* _What is needed_:
Copy out, word for word, the rows below, starting with the line that contains "Please provide the mask of every instance of the tiled" and going on through the last row.

* _Given information_:
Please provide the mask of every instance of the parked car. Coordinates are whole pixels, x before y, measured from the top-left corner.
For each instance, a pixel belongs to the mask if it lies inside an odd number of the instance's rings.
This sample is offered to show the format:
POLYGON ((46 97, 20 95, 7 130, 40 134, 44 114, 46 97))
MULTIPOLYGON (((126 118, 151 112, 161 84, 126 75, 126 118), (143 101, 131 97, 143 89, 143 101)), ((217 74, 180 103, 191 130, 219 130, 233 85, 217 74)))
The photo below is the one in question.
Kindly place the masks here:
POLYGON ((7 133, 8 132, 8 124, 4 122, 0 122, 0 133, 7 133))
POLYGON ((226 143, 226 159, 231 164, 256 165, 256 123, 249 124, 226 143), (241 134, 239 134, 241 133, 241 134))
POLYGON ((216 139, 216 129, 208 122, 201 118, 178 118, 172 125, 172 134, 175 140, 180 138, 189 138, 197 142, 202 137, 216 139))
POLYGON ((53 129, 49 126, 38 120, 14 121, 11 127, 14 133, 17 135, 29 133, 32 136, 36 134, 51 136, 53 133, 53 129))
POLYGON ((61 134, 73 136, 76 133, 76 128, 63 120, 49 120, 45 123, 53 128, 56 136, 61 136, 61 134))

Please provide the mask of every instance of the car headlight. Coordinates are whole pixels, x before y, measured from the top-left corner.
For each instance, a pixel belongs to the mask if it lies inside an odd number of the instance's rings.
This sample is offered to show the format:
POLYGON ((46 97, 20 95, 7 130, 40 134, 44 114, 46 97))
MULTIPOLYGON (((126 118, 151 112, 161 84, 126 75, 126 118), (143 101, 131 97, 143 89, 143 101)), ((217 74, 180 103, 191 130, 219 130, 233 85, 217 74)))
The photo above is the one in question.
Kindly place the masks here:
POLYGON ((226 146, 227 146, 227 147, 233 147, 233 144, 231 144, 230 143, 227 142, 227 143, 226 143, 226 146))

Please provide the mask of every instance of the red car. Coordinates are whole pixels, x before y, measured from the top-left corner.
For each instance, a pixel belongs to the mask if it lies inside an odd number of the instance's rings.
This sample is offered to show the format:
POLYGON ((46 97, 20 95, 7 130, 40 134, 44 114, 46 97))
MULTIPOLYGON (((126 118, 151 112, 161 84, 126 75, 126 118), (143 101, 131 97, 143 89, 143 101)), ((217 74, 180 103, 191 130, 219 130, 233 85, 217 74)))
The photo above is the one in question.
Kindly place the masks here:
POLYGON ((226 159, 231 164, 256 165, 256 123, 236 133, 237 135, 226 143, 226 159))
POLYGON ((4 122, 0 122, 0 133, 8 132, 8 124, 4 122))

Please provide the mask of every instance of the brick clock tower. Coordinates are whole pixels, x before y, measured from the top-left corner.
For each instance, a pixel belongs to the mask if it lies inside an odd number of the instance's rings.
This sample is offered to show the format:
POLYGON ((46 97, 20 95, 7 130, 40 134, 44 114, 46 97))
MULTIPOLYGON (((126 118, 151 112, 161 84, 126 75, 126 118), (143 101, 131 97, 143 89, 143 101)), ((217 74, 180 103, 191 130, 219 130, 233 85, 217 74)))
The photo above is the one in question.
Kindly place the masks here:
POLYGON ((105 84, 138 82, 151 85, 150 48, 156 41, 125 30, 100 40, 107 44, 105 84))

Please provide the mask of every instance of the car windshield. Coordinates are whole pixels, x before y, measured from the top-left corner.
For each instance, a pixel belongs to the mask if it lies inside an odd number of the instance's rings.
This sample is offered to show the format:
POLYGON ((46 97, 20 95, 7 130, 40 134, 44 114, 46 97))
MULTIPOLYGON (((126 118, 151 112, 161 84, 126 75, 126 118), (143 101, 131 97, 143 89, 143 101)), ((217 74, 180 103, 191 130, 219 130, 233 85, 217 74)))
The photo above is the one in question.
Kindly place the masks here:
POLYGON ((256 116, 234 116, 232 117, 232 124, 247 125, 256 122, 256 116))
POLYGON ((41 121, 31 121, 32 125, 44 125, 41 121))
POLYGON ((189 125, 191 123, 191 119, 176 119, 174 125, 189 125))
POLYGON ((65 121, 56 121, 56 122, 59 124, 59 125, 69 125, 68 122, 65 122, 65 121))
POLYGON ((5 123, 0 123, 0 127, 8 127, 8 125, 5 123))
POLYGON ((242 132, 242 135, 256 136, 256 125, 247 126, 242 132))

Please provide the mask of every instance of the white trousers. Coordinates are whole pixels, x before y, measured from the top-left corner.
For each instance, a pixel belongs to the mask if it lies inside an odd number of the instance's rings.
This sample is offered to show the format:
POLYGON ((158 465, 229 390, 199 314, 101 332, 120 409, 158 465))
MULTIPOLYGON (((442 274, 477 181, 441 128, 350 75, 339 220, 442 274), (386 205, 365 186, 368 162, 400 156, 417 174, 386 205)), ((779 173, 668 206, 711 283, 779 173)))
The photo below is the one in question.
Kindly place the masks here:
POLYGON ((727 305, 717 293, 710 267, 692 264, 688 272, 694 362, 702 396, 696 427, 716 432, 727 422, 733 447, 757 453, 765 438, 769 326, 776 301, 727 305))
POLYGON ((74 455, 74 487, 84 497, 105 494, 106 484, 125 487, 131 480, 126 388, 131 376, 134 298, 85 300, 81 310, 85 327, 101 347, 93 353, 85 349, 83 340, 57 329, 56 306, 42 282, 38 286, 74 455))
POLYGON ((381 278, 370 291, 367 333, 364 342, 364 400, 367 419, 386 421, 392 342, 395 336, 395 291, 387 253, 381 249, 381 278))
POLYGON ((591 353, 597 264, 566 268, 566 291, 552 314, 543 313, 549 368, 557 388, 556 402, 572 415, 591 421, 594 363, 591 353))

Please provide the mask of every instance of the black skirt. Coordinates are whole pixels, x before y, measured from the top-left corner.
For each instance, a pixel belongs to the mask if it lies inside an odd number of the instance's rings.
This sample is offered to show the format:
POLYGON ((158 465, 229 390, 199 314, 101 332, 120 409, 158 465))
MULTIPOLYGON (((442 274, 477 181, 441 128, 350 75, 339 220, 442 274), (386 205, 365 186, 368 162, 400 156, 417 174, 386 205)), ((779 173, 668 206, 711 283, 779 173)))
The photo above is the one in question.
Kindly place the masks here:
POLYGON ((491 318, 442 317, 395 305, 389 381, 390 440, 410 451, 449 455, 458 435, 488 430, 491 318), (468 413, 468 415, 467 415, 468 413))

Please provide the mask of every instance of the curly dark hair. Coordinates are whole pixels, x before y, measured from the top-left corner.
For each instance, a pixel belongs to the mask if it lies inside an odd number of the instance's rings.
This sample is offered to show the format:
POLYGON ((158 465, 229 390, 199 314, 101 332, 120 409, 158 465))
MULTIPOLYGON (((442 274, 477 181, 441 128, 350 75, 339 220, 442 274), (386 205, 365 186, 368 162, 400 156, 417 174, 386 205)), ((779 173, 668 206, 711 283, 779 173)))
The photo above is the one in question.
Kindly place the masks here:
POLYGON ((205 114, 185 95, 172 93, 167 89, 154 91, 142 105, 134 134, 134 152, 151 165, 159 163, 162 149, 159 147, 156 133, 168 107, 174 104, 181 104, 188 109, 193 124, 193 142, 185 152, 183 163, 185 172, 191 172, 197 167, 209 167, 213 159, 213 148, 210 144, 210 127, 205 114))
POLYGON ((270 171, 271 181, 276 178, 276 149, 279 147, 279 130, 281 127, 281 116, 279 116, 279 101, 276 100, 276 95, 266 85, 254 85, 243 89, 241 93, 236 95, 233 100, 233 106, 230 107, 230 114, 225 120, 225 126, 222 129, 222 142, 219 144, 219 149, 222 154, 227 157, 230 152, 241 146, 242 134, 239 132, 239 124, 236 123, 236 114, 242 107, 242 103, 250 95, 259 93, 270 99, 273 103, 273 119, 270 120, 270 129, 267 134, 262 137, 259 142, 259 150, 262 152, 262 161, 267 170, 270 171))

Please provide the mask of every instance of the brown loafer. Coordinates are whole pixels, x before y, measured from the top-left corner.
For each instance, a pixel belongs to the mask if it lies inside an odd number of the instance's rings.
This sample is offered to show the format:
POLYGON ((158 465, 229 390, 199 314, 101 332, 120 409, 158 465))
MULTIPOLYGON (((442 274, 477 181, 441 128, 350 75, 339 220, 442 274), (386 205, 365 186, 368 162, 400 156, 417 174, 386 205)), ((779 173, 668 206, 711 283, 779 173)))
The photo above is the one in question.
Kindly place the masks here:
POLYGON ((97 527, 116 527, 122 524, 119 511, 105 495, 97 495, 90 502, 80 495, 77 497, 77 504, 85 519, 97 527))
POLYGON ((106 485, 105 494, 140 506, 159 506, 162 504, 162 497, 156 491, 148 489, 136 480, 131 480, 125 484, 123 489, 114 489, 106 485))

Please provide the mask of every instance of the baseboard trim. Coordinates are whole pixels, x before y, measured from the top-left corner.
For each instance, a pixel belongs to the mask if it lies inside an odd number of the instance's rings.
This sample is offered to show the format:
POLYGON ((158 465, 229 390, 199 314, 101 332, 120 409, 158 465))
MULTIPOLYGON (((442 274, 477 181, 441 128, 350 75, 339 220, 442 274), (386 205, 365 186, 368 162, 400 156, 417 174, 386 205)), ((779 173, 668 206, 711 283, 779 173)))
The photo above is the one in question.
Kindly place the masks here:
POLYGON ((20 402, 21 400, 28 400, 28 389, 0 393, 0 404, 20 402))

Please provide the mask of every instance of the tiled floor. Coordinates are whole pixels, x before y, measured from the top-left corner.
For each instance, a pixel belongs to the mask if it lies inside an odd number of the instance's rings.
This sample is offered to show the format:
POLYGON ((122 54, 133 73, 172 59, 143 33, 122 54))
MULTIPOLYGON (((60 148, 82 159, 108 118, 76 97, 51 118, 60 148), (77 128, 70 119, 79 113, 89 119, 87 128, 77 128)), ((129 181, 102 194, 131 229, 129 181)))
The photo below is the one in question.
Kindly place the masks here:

* _Response_:
Please provide the mask of every instance of the tiled floor. Coordinates are whole pixels, x before y, measured from the top-left corner.
For each instance, a pixel belongs to the mask if it lies inside an odd number of the instance's rings.
This sample is offered to show the format:
POLYGON ((122 54, 133 73, 172 59, 143 33, 122 54))
MULTIPOLYGON (((60 148, 82 159, 108 118, 76 97, 51 118, 60 148), (77 128, 70 119, 79 113, 89 119, 87 128, 77 128)), ((129 181, 102 194, 131 229, 129 181)))
The photo below is the one in question.
Kindly place the masks here:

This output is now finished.